** Source document **
########

Novocaine is mind-numbing fun, with a winningly committed lead turn from Jack Quaid, effective action, and a cute but simple story.
Directors: Dan Berk & Robert Olsen
Genres: Action, Comedy, Thriller, Superhero
Run Time: 110′
Rated: R
U.S. Release: March 14, 2025
U.K. Release: March 28, 2025
Where to Watch: In US theaters, in UK & Irish cinemas, and globally in theaters
Novocaine rests its laurels on a very simple premise, and manages to escape thanks to its commitment to taking that premise to its logical extremes. Directors Dan Berk and Robert Olsen, and screenwriter Lars Jacobson have clearly been influenced by classic action-comedies, but they have put a new spin on the formula: the hero isn’t some immortal bad-ass like Jason Bourne, nor does he have the smarts to take down a criminal organization single-handedly. He does, indeed, have a unique set of skills, but he’d ideally prefer not to acknowledge their existence at all.
Rather, Nathan Caine (Jack Quaid, The Boys, Companion), is a huge dork and a loner, a kind-hearted dweeb who works as an assistant manager at a bank by day, and plays MMORPG’s by night. He likes it this way because he has a genetic neurological condition which allows him to never feel pain. As such, he’s removed even the slightest chance to put himself in danger, from adding tennis balls to the corners of his furniture, to allowing for extra space between cars while driving, to sticking exclusively to eating only liquids, for fear of accidentally biting his tongue off. To be fair, this is a real condition which real people deal with, but Novocaine takes a kind of elementary-brain approach, by coming up with the most deranged situations for Nathan to find himself in and utilize his condition to his advantage.

########

** Data extract **

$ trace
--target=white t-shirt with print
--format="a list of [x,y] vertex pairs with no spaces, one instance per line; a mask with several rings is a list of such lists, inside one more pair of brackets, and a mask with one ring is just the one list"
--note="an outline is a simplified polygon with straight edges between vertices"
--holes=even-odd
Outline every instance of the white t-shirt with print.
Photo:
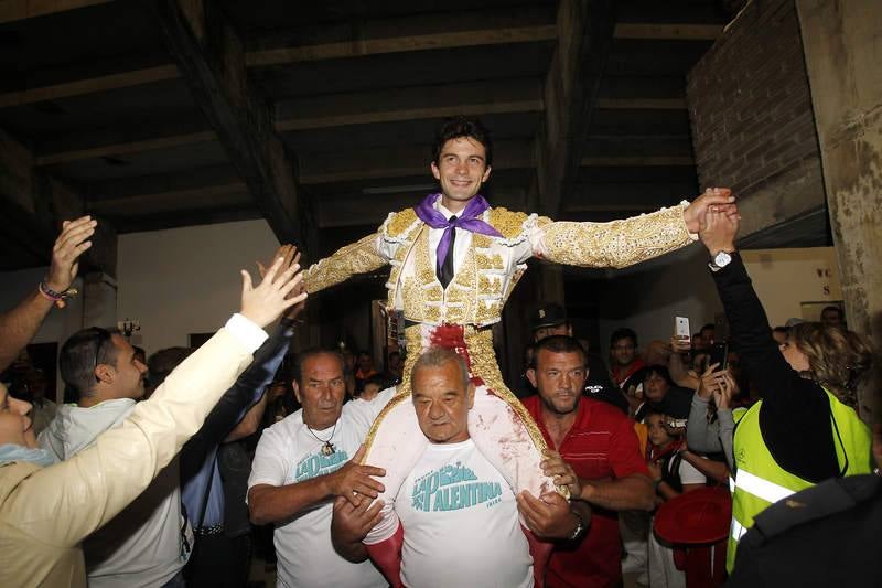
[[471,439],[430,443],[395,509],[405,528],[406,586],[533,586],[515,495]]
[[[357,400],[344,405],[336,429],[313,429],[313,436],[303,424],[301,409],[265,430],[255,452],[248,489],[258,484],[279,487],[303,482],[342,468],[358,451],[374,418],[391,397],[394,389],[390,391],[384,391],[369,403]],[[323,456],[322,446],[329,439],[335,451]],[[369,560],[353,564],[334,550],[332,509],[333,499],[276,524],[278,586],[387,586]]]

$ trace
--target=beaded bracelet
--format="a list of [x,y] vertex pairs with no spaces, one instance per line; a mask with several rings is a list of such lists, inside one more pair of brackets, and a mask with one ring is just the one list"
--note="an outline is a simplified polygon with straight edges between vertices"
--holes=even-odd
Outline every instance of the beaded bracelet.
[[36,289],[41,295],[43,295],[43,298],[46,300],[52,300],[58,308],[66,307],[67,302],[65,302],[65,300],[79,293],[76,288],[67,288],[63,292],[56,292],[49,287],[46,280],[41,280],[40,286],[37,286]]

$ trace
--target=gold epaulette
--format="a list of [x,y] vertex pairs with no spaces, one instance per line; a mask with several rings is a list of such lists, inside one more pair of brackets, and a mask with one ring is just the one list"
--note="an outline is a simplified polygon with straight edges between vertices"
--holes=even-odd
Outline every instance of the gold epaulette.
[[394,213],[388,221],[386,221],[386,236],[401,237],[413,223],[417,222],[417,213],[413,209],[405,209],[404,211]]
[[503,234],[506,239],[517,238],[524,232],[524,223],[529,218],[523,212],[513,212],[508,209],[491,209],[490,224]]

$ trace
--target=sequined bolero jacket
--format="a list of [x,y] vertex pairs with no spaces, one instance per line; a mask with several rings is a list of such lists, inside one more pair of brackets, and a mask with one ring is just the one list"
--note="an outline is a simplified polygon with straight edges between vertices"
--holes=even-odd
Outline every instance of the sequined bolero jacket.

########

** Brief **
According to the Novocaine review, what does Nathan Caine do for work during the day?

** Final answer **
He works as an assistant manager at a bank.